**EXERCISE**
Rewrite every one of the rows below, substituting "location" for each "coordinates" and keeping everything else the same.

**ENTRIES SUPPLIED**
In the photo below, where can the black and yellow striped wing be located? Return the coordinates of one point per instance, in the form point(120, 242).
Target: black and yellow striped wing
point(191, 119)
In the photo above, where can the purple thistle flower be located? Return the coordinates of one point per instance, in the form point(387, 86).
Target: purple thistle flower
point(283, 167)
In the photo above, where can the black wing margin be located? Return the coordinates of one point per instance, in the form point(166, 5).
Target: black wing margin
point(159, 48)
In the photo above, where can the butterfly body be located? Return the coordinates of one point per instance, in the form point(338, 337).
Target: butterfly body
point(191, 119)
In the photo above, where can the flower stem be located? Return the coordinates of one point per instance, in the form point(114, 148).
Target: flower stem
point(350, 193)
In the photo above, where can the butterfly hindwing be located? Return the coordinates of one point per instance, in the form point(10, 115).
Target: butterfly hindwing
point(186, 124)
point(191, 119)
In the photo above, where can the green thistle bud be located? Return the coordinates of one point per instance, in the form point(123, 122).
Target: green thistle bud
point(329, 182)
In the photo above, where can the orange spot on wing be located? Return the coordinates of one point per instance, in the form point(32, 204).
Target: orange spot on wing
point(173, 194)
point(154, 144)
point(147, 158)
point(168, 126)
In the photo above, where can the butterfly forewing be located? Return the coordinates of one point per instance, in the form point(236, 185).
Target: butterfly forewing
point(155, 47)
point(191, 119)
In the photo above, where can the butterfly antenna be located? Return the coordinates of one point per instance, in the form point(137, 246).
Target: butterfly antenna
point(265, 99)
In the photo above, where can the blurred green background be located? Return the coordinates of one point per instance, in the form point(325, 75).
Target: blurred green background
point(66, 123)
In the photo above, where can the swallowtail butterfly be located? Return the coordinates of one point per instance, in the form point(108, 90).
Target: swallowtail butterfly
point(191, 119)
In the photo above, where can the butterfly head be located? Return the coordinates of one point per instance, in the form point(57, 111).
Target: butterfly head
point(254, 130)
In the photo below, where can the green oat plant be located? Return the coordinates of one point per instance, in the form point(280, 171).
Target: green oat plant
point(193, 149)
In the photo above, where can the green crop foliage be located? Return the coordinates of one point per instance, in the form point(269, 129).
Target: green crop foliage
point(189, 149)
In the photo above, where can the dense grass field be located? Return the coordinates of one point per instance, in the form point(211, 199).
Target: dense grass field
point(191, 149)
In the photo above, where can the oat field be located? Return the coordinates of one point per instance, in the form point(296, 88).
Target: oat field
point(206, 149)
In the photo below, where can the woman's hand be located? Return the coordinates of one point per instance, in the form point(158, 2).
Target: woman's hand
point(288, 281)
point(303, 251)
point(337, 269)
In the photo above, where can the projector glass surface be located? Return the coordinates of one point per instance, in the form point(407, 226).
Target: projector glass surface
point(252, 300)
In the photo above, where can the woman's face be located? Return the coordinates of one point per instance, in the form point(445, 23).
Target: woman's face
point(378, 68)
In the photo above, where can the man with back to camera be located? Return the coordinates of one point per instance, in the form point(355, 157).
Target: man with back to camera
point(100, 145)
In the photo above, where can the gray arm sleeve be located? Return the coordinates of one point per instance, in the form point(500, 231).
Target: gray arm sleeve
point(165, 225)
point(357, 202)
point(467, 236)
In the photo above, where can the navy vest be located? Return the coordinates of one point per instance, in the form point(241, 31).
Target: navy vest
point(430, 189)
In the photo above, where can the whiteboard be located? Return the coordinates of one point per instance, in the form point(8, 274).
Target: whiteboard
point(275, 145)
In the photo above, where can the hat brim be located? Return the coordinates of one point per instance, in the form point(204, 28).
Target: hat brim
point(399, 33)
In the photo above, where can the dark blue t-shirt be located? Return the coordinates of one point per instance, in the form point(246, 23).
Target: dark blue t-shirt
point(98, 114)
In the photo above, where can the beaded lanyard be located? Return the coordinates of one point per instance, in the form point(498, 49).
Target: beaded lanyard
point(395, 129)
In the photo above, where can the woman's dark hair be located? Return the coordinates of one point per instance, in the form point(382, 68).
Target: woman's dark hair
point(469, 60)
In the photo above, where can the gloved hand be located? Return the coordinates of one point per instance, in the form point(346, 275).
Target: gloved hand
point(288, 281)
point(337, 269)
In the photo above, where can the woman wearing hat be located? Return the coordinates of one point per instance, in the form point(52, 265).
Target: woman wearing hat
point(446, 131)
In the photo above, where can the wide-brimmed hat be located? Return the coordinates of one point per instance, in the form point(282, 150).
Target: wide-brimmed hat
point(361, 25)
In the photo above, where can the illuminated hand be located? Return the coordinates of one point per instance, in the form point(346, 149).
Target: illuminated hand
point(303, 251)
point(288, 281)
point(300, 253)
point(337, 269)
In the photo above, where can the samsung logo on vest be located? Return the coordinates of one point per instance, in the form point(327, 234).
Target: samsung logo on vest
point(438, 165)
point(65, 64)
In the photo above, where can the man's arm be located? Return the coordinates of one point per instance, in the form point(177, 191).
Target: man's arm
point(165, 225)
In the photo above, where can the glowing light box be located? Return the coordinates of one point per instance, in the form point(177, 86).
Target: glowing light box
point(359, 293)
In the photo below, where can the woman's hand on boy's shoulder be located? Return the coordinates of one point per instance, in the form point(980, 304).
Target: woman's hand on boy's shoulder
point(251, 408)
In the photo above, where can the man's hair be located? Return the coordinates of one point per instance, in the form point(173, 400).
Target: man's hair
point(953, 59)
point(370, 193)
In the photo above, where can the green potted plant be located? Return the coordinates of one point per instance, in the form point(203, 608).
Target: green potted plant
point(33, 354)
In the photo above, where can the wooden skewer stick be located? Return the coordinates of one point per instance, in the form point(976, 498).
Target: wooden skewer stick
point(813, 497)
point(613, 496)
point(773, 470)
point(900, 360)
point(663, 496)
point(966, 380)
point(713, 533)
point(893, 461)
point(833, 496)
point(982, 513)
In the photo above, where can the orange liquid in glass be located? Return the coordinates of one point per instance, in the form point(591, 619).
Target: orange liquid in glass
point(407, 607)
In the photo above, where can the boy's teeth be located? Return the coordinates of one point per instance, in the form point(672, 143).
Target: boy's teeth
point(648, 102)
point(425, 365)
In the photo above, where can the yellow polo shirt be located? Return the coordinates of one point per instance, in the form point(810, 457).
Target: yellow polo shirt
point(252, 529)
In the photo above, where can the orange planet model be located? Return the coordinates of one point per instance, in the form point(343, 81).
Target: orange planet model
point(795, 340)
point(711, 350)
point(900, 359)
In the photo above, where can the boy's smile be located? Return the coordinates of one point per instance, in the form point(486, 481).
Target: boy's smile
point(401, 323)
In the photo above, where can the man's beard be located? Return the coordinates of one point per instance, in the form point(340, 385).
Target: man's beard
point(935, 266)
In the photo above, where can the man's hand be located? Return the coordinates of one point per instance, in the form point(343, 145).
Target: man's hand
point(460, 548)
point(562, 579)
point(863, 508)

**REPLY**
In the photo below, where can the black and yellow striped wing be located? Return the location of one point per instance, in the form point(120, 242).
Target: black and yellow striped wing
point(191, 119)
In the photo above, where can the purple thistle flower be located? Return the location of one point per instance, in the form point(387, 86).
Target: purple thistle flower
point(283, 167)
In the photo above, where can the black wing margin be located? Return the location of one point per instance, in the form point(166, 5).
Target: black wing margin
point(159, 48)
In the photo above, where can the butterfly body be located? Return the location of one point per instance, in the form point(338, 337).
Target: butterfly body
point(191, 119)
In the photo above, where can the flower stem be located? Return the location of one point per instance, in the form point(114, 148).
Target: flower stem
point(350, 193)
In the photo above, where can the butterfly hindwing be located? Return the location of one point per instance, in the form point(10, 115).
Target: butterfly hindwing
point(186, 124)
point(191, 119)
In the photo above, where can the green thistle bud be located? Return the location of one point per instance, in the form point(123, 122).
Target: green thistle bud
point(329, 182)
In the photo above, where can the orange spot on wing be located? Return the location of one point per instance, in the form point(32, 204).
Target: orange spot on wing
point(173, 194)
point(154, 144)
point(147, 158)
point(168, 126)
In the photo above, where can the butterfly forewing be located? Return the location of one point per instance, in the form point(236, 185).
Target: butterfly forewing
point(155, 47)
point(191, 119)
In the photo above, where can the butterfly antenna be located? Return the location of one point per instance, in the form point(137, 246).
Target: butterfly antenna
point(265, 99)
In the photo above, where can the blurred green background be located? Return the location of one point per instance, in the form point(325, 75).
Target: blurred green background
point(66, 123)
In the photo above, where can the swallowtail butterfly be located? Return the location of one point per instance, in the form point(108, 90).
Target: swallowtail butterfly
point(191, 119)
In the photo above, where can the butterfly head be located? Return the location of one point per instance, in the form point(57, 111).
Target: butterfly head
point(254, 130)
In the photo below, where can the green oat plant be located? Return the location of one point per instance, in the form point(280, 171).
Target: green oat plant
point(193, 149)
In the photo above, where can the green crop foliage be located? Return the location of one point per instance, in the form point(269, 129).
Target: green crop foliage
point(189, 149)
In the photo above, where can the dense grass field be located? Return the location of one point per instance, in the form point(211, 199).
Target: dense grass field
point(191, 149)
In the photo above, where can the oat field be located? Return the location of one point per instance, in the form point(296, 88).
Target: oat field
point(206, 149)
In the photo below, where can the woman's hand be located? Return the location of one point per instance, in the form point(158, 2).
Target: woman's hand
point(288, 281)
point(303, 251)
point(337, 269)
In the photo above, where can the projector glass surface be located? Return the location of one point per instance, in the form point(407, 226).
Target: projector glass surface
point(252, 300)
In the photo above, where can the woman's face be located? Return the location of one point per instance, in the form point(445, 23).
Target: woman's face
point(378, 68)
In the photo above, where can the man with back to camera be located? Return the location of one point per instance, in the form point(355, 157).
Target: man with back to camera
point(100, 145)
In the photo above, where can the gray arm sleeve be located? Return the location of one point per instance, in the form point(500, 231).
Target: gray arm sleeve
point(165, 225)
point(357, 202)
point(467, 236)
In the photo above, where can the navy vest be located? Return the location of one point per instance, in the form point(241, 31).
Target: navy vest
point(430, 189)
In the photo above, where can the whiteboard be located? Return the location of one point per instance, in the form point(8, 274).
Target: whiteboard
point(275, 145)
In the photo above, where can the hat brim be located? Return the location of one point per instance, in the form point(204, 28).
Target: hat brim
point(399, 33)
In the photo above, where can the dark blue t-shirt be located? Return the location of one point per instance, in the form point(246, 23).
Target: dark blue t-shirt
point(98, 114)
In the photo above, where can the beaded lanyard be located? Return the location of one point per instance, in the form point(498, 49).
Target: beaded lanyard
point(395, 129)
In the photo above, where can the woman's dark hair be located? Return the location of one point per instance, in the form point(382, 68).
Target: woman's dark hair
point(469, 60)
In the photo above, where can the gloved hand be located? Return the location of one point per instance, in the form point(346, 275).
Target: gloved hand
point(288, 281)
point(337, 269)
In the photo above, where can the woman wearing hat be located? Return the location of one point per instance, in the form point(52, 265).
Target: woman wearing hat
point(446, 131)
In the photo above, where can the wide-brimmed hat be located? Return the location of one point per instance, in the form point(282, 150).
Target: wide-brimmed hat
point(361, 25)
In the photo above, where can the illuminated hand be located? Return the location of one point per instance, in the form point(346, 149).
Target: illuminated hand
point(303, 251)
point(288, 281)
point(300, 253)
point(337, 269)
In the photo above, where can the samsung logo on vest be located? Return the location of one point per instance, in the form point(327, 234).
Target: samsung logo on vest
point(438, 165)
point(65, 64)
In the photo above, where can the man's arm be located? Return the location of one point per instance, in the form point(177, 191).
Target: man's arm
point(165, 225)
In the photo above, where can the glowing light box be located? Return the location of one point per instance, in the form point(177, 86).
Target: glowing light box
point(359, 293)
In the photo below, where can the woman's hand on boy's shoulder be located? Return the location of one point per instance, in the form point(980, 304).
Target: woman's hand on boy's shoulder
point(251, 408)
In the photo above, where can the man's hair be located? Return the location of one point per instance, in the form point(173, 400).
Target: man's hair
point(953, 59)
point(370, 193)
In the photo above, where can the green potted plant be located? Return the location of one point per instance, in the form point(203, 608).
Target: green potted plant
point(33, 354)
In the photo above, where can the wooden skewer stick be located? Return the location of one point per instance, in the form point(976, 498).
Target: wooden skewer stick
point(813, 497)
point(613, 496)
point(773, 470)
point(900, 360)
point(663, 496)
point(966, 380)
point(713, 533)
point(893, 461)
point(833, 496)
point(982, 513)
In the photo above, where can the orange liquid in glass be located? Return the location of one point per instance, in the form point(591, 619).
Target: orange liquid in glass
point(407, 607)
In the photo above, where can the boy's teeth be located? Return the location of one point per instance, in the form point(672, 143).
Target: boy's teeth
point(648, 102)
point(425, 365)
In the photo above, where can the yellow polo shirt be located? Return the location of one point per instance, in the form point(810, 457).
Target: yellow polo shirt
point(252, 529)
In the photo above, where can the orange planet model be located? Return the location of one point per instance, in the form point(343, 81).
Target: orange planet model
point(795, 340)
point(711, 350)
point(900, 359)
In the photo above, where can the boy's smile be located? Return the location of one point per instance, in the form point(486, 481).
Target: boy's smile
point(401, 323)
In the photo above, where can the man's beard be located? Return the location of one point per instance, in the form point(340, 385).
Target: man's beard
point(935, 266)
In the photo above, where can the man's hand be located? Return the location of one point per instance, in the form point(343, 145).
Target: man's hand
point(460, 548)
point(562, 579)
point(863, 508)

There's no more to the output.